# EXTRAIT SOURCE
Passée la période de deuil et de douleur nationale qu’avons-nous retenu de cette catastrophe ? RIEN ou presque…Il suffit de voir nos Ndiaga Ndiaye et autres TATA bondés à l’extrême , nos camions hyper surchargés au-delà de toutes les normes requises et dans un état de décrépitude avancée , nos rues sales et encombrées par toutes sortes de détritus et d’agresseurs- vendeurs à la sauvette ; nos véhicules de transport en commun d’un autre âge et qui détiennent par devers eux, des visites techniques validées, pour se rendre compte que nous avons dans nos gènes l’ADN du DESORDRE ORGANISE dans ce pays.. Rien ne se fait selon des règles établies et respectées par tout le monde. Chacun se complaît dans un laissez aller incroyable à tout point de vue et avec une indiscipline totale dans tous les secteurs de notre vie…
On trafique tout et sur tout (visas, permis, pièces d’état civil, diplômes, etc..), on rafistole tout (mécaniciens réparateurs en tout ), on salit partout (rues, murs, stade Amitié etc..), on détruit tout (forêt de Mbao, filaos de Guédiawaye, plages, places publiques etc..).
Bref , on revient à notre véritable nature de « boul faalé » quoi.

# LISTE DES TÂCHES
1 > Dans l'extrait sur le désordre organisé, quelles sont toutes les choses énumérées entre parenthèses après « On trafique tout et sur tout » ?
2 > Poursuivez l'extrait sur le désordre organisé à la suite de sa dernière phrase.

# Entrées d'annotation par coordonnées
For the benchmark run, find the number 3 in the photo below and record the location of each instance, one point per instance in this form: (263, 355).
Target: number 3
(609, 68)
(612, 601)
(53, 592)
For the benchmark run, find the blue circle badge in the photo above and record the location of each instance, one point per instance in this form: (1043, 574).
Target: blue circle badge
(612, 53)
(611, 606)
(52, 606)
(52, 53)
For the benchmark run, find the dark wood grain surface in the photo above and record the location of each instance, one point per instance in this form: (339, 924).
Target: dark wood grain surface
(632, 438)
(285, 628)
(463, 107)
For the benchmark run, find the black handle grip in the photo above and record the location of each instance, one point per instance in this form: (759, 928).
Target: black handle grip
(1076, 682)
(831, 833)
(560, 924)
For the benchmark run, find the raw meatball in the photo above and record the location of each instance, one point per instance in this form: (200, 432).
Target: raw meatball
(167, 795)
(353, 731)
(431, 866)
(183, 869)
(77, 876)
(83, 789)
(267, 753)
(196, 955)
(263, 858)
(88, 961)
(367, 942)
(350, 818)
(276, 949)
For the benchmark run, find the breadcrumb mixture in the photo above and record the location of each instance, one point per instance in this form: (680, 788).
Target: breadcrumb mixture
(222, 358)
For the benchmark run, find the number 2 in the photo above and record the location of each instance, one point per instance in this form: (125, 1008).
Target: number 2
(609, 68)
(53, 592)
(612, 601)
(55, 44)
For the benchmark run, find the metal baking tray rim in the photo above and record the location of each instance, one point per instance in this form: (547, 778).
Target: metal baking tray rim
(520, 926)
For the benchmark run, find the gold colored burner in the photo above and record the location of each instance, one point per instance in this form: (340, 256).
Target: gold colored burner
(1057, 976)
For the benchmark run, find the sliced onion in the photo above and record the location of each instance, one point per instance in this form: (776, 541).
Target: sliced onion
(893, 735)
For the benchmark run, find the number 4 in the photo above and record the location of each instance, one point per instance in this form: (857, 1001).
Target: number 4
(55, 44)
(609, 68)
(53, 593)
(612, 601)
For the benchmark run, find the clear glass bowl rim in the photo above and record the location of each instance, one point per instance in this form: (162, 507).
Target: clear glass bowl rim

# RÉPONSES PAR TÂCHE
1 > Visas, permis, pièces d'état civil, diplômes.

2 >
Un véritable appel à d’autres catastrophes si on n’y prend garde. Et pourtant le DIOLA a été une véritable illustration de ce qu’il ne faut jamais faire en toutes circonstances. LE DESORDRE engendre toujours la catastrophe. Mais il semble que l’amnésie est la chose la mieux partagée dans ce pays. On ne retient RIEN de nos malheurs et on se plaît à se « suicider » en permanence. Pourtant il suffit de peu, très peu pour éviter toutes ces catastrophes qui endeuillent régulièrement notre pays. Juste de l’organisation, de la méthode, de la discipline et le respect des normes et lois qui régissent la cité. Est-ce si difficile que çà ?
Ah ! Si on pouvait «cloner» d’autres Bruno DIATTA dans tous les domaines de notre pays pour asseoir LE SURSAUT NATIONAL pour un Sénégal véritablement émergent …
DIEU NOUS GARDE ET GARDE LE SENEGAL .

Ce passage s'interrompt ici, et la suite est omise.